» **Exercise goal**:
Lay out the lines from the one containing "Could you please indicate the barrel" through the final line as a Markdown table with a Row column numbering each row and a Line text column. Include both of those lines, and leave out blank lines and the pictures.

» **Entries**:
++++++++
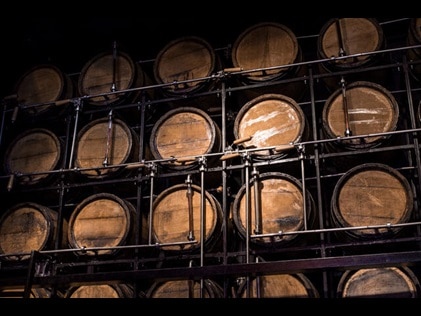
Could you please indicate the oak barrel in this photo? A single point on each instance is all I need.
(41, 86)
(102, 220)
(279, 286)
(371, 109)
(188, 62)
(27, 227)
(271, 120)
(33, 155)
(269, 45)
(107, 140)
(185, 289)
(371, 194)
(108, 291)
(109, 72)
(281, 204)
(351, 36)
(184, 132)
(387, 282)
(177, 218)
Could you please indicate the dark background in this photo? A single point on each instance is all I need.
(71, 40)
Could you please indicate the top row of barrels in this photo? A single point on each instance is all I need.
(264, 52)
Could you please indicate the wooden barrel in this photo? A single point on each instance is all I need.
(371, 109)
(190, 59)
(388, 282)
(351, 36)
(266, 45)
(101, 220)
(279, 286)
(113, 290)
(185, 289)
(104, 140)
(111, 72)
(27, 227)
(371, 194)
(176, 218)
(281, 204)
(270, 120)
(184, 132)
(33, 155)
(40, 87)
(414, 54)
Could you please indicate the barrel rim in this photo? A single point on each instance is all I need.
(337, 216)
(131, 151)
(356, 85)
(48, 213)
(282, 72)
(406, 271)
(215, 141)
(303, 133)
(116, 98)
(129, 211)
(310, 207)
(371, 58)
(215, 231)
(39, 179)
(200, 85)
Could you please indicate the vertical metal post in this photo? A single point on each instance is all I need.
(78, 106)
(151, 176)
(246, 158)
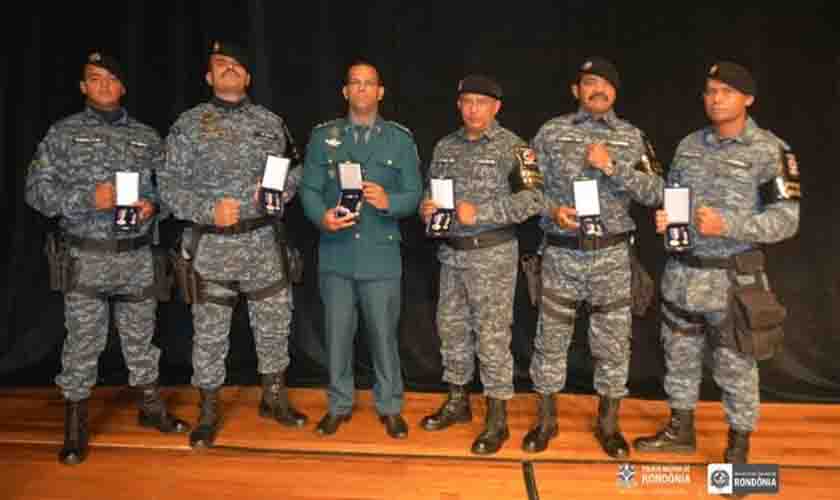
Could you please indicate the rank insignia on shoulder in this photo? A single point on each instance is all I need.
(526, 155)
(790, 168)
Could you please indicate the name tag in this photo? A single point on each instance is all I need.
(87, 140)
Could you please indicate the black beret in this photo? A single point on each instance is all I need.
(733, 75)
(106, 62)
(601, 67)
(480, 84)
(232, 50)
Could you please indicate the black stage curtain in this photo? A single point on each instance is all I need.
(300, 53)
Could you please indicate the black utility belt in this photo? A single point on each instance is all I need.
(112, 246)
(243, 226)
(733, 262)
(587, 244)
(483, 240)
++++++++
» **Task answer**:
| Row | Line text |
|---|---|
| 1 | Could you please indicate the barrel rim in this photo? A single point on each instance is all I need. |
| 2 | (337, 216) |
| 3 | (131, 151) |
| 4 | (356, 85) |
| 5 | (48, 213) |
| 6 | (282, 72) |
| 7 | (406, 271) |
| 8 | (215, 141) |
| 9 | (303, 133) |
| 10 | (116, 98) |
| 11 | (129, 211) |
| 12 | (310, 207) |
| 13 | (371, 58) |
| 14 | (215, 231) |
| 15 | (39, 179) |
| 16 | (200, 85) |
| 17 | Could you please indicate the vertical metal post in this photo? A single point on each instance is all I need. |
| 18 | (78, 106) |
| 19 | (151, 176) |
| 20 | (246, 158) |
| 21 | Could you please indicate the rank insignia on shoulder in this photo? A single point on each instance is all I need. |
| 22 | (526, 155) |
| 23 | (790, 168) |
| 24 | Could you please indicate the name tag in this photo? A single point on each instance is all I need. |
| 25 | (87, 140) |
| 26 | Could you please indicate the black beret in this photo? A single point on each instance is all I need. |
| 27 | (733, 75) |
| 28 | (106, 62) |
| 29 | (601, 67) |
| 30 | (480, 84) |
| 31 | (232, 50) |
| 32 | Could you please indicate the black stage curtain in this photo? A single point on each instance is all I need. |
| 33 | (300, 53) |
| 34 | Could you please indicate the black utility belt in this photo? A single point on each instance is all I need. |
| 35 | (112, 246) |
| 36 | (243, 226) |
| 37 | (733, 262) |
| 38 | (587, 244) |
| 39 | (483, 240) |